* [PROBLEM TO WORK ON]:
Under this line are the records; write out word for word the part that begins at the line containing "Target: garage door" and ends at the line containing "Put one point on each instance of the concrete driveway.", and no more.

Dataset entries:
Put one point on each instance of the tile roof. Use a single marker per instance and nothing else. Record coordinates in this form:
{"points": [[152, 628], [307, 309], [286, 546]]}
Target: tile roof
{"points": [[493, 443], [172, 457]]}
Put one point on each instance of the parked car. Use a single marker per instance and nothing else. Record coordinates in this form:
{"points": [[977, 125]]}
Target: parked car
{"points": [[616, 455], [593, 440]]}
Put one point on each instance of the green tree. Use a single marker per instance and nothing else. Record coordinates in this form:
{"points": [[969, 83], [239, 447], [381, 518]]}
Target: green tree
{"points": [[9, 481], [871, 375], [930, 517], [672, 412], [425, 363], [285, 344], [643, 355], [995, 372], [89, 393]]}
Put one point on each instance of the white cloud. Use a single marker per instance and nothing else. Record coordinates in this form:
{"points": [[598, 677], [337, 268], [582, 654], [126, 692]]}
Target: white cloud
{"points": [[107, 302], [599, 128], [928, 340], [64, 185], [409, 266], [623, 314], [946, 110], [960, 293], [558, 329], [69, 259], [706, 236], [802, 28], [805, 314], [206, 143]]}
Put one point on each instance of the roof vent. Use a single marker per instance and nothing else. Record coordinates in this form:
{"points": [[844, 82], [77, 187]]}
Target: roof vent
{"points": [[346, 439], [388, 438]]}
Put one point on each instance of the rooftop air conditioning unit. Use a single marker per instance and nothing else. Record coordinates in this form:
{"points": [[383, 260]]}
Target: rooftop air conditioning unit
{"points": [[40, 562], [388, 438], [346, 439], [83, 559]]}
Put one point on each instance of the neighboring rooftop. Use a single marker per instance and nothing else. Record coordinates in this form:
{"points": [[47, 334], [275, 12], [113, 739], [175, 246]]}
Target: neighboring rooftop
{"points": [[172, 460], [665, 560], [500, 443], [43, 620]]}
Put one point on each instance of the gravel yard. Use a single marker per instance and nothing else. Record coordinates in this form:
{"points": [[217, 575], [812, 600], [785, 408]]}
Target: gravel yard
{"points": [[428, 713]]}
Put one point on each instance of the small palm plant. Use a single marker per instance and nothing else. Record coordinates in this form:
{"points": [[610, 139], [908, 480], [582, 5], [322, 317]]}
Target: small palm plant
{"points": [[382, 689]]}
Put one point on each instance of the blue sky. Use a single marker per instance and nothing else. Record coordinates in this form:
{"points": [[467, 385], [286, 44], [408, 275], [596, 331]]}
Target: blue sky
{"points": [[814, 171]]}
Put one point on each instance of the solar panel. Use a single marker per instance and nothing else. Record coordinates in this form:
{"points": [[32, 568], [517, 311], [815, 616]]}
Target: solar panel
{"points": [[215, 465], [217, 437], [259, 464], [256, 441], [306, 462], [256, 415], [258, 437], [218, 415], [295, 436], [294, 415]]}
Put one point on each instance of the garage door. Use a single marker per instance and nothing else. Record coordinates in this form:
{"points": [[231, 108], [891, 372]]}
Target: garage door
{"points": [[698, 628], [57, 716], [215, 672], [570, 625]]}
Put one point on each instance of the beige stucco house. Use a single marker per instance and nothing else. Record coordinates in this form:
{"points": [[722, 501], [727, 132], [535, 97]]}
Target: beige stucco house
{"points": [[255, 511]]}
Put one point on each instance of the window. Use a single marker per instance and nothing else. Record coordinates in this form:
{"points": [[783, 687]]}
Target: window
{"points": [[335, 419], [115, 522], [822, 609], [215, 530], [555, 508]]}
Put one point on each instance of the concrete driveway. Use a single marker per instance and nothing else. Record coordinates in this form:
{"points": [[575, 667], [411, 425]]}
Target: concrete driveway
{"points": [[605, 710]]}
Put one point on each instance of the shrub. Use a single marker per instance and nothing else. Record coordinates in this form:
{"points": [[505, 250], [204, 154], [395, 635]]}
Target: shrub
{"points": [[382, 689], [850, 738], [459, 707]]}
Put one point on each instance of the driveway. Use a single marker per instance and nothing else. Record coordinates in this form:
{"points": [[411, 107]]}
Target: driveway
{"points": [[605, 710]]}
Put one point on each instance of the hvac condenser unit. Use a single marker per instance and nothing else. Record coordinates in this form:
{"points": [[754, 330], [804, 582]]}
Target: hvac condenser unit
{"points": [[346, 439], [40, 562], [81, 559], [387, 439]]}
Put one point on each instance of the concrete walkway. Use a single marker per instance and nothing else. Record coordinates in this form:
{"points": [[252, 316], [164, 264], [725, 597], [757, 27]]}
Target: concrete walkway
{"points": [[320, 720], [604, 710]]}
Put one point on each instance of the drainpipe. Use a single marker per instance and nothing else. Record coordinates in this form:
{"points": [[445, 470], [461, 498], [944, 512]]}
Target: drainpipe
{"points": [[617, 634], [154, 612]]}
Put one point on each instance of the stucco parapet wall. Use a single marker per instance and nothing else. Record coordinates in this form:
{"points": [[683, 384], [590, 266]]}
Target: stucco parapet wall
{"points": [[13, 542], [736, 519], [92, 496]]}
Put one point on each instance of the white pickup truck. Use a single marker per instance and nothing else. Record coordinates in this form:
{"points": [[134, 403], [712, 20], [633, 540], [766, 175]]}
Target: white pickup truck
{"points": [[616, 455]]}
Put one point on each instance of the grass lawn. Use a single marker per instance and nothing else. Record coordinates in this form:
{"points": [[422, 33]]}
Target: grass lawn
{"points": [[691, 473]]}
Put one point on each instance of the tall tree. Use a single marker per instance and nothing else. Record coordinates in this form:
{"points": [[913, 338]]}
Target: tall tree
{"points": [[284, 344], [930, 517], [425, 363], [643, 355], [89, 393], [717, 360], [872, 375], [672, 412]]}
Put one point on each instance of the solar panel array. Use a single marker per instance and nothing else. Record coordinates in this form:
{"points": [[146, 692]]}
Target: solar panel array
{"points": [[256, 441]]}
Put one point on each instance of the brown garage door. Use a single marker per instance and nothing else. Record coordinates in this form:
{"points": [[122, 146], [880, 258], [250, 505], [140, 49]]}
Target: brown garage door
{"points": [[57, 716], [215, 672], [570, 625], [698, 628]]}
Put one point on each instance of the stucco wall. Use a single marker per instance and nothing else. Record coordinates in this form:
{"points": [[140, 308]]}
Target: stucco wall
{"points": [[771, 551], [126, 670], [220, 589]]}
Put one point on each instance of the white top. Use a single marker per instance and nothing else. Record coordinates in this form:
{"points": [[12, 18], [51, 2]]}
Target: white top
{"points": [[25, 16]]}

* * *

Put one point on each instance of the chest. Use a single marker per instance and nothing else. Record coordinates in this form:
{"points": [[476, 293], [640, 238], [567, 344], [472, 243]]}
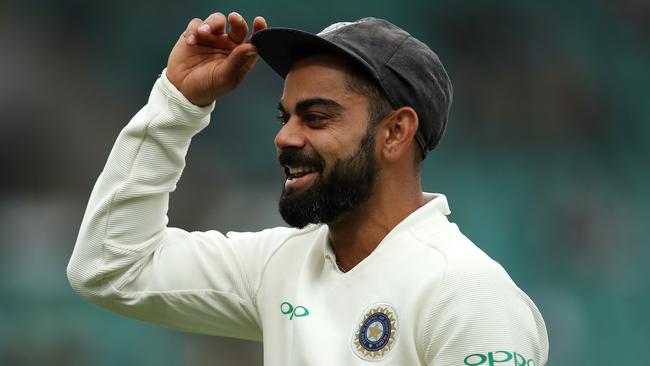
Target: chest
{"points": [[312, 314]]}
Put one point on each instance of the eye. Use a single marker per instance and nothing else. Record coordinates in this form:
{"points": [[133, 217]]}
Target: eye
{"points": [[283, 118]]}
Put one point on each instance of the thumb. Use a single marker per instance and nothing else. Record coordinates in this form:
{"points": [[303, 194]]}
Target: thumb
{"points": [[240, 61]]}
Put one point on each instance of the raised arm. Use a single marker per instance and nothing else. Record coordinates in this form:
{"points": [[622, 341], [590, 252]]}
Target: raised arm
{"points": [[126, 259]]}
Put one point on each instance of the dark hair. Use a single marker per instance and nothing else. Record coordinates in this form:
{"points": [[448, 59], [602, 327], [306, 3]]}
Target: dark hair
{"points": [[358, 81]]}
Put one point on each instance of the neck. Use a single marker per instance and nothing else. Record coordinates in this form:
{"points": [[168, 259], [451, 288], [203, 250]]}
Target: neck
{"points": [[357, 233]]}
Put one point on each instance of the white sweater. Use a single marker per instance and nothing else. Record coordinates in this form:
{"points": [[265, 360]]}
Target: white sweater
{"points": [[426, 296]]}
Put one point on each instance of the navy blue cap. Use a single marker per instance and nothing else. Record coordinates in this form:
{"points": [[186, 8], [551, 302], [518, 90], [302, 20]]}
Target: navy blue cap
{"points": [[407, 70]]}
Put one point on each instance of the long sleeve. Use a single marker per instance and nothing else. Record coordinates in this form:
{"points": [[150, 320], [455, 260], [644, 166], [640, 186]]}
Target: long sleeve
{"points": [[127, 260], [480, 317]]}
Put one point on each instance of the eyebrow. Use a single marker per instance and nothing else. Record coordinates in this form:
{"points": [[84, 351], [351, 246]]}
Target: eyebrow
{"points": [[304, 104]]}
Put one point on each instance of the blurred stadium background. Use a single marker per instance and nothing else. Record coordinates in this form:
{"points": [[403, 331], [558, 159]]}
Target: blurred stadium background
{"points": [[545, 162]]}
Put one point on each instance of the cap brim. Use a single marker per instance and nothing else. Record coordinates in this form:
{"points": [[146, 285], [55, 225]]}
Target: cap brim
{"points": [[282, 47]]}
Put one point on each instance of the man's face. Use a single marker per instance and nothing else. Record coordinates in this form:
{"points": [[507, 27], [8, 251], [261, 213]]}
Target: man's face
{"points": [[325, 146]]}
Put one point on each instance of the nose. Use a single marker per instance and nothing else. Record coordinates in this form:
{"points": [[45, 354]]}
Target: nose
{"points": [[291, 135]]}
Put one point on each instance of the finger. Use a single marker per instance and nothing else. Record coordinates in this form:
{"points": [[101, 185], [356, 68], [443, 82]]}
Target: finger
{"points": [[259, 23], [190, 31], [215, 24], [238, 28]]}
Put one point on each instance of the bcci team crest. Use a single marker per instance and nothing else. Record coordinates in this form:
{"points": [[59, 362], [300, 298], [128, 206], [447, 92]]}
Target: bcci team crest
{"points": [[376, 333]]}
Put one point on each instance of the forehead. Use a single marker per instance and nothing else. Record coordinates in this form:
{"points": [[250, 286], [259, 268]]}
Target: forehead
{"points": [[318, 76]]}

* [ANSWER SECTION]:
Target: garage door
{"points": [[698, 628], [57, 716], [215, 672], [570, 625]]}
Put one point on each instance of the beige stucco house. Use a single marker per instance and nothing else. Record coordinates in this form:
{"points": [[722, 501], [727, 132], [535, 97]]}
Target: beige stucco house
{"points": [[255, 511]]}
Put one point on each instance of the window. Use a single marker per instance and nothing else. Record coordinates in this form:
{"points": [[783, 687]]}
Target: window
{"points": [[335, 419], [115, 522], [822, 609], [215, 530], [555, 508]]}
Put one point on each instance of the concrete driveway. Use a single marker per instance and nothing else. Record coordinates in this form:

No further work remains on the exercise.